start PROVIDED TEXT

What to expect in real estate negotiations

Once a buyer decides to make an offer on a home, the buyer and their real estate agent will propose a purchase agreement that includes the price they’re willing to pay, a timeline and any contingencies, such as an inspection contingency, that’ll allow the buyer to walk away from the deal if the contingency isn’t met.

The seller can choose to either reject, accept or counter the offer. In a counteroffer, the seller might ask the buyer to remove a contingency or make some other revision to the agreement. If the buyer agrees to the counter — or if their offer was accepted outright — the deal will move forward.

This is just one example of how real estate negotiations can play out. Of course, the outcome will depend on many factors, including the type of market you’re in and whether you’re on the buying or selling side.

The current market is very much a seller’s market, with low inventory and high prices. Many homes hit the market and go under contract within days, often for over the asking price. That’s good news for sellers but bad news for buyers. If you want to buy a home now, you won’t have much leverage to negotiate because the seller likely has at least one other offer they can turn to — one potentially with less headaches. If you’re the seller, you have more power in this situation to ask for higher offers or refuse concessions.

Many sellers are also negotiating with multiple buyers at once, asking for “best and final offers” to try to obtain a higher price for their home. Once the seller settles on a solid buyer, they’ll start a more personal negotiation that gets into the nitty-gritty details of the transaction.

end PROVIDED TEXT

● **EXERCISE**
For each statement below, state whether it agrees with the passage on real estate negotiations, answering yes or no and quoting the words of the passage that decide it.
1. In a counteroffer, the seller may ask the buyer to drop a contingency.
2. The passage describes the current market as one that favors buyers.
3. Sellers dealing with several buyers at once may request "best and final offers."
The material placed after this passage comes from a separate source.

start GIVEN DATA

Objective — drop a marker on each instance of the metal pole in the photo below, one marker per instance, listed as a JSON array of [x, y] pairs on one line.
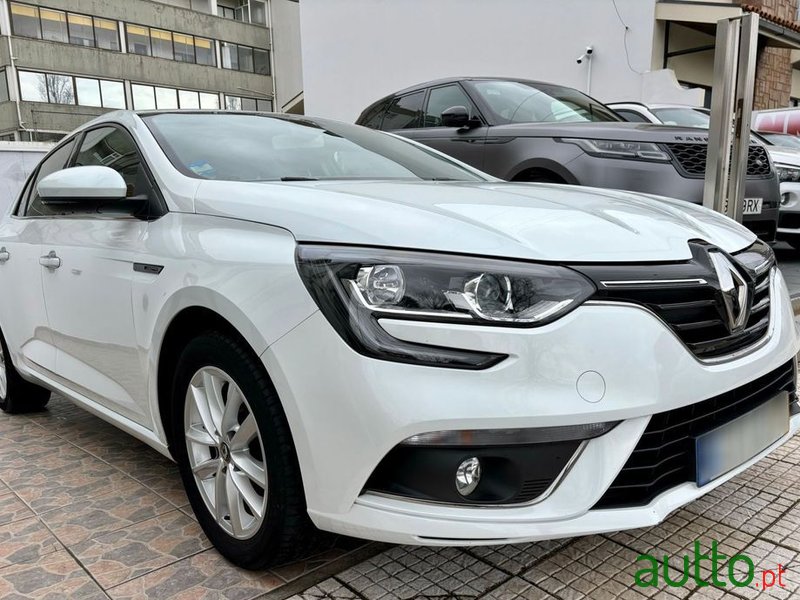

end GIVEN DATA

● **ANSWER TO THE EXERCISE**
1. Yes: "In a counteroffer, the seller might ask the buyer to remove a contingency or make some other revision to the agreement."
2. No: "The current market is very much a seller’s market, with low inventory and high prices."
3. Yes: "Many sellers are also negotiating with multiple buyers at once, asking for “best and final offers” to try to obtain a higher price for their home."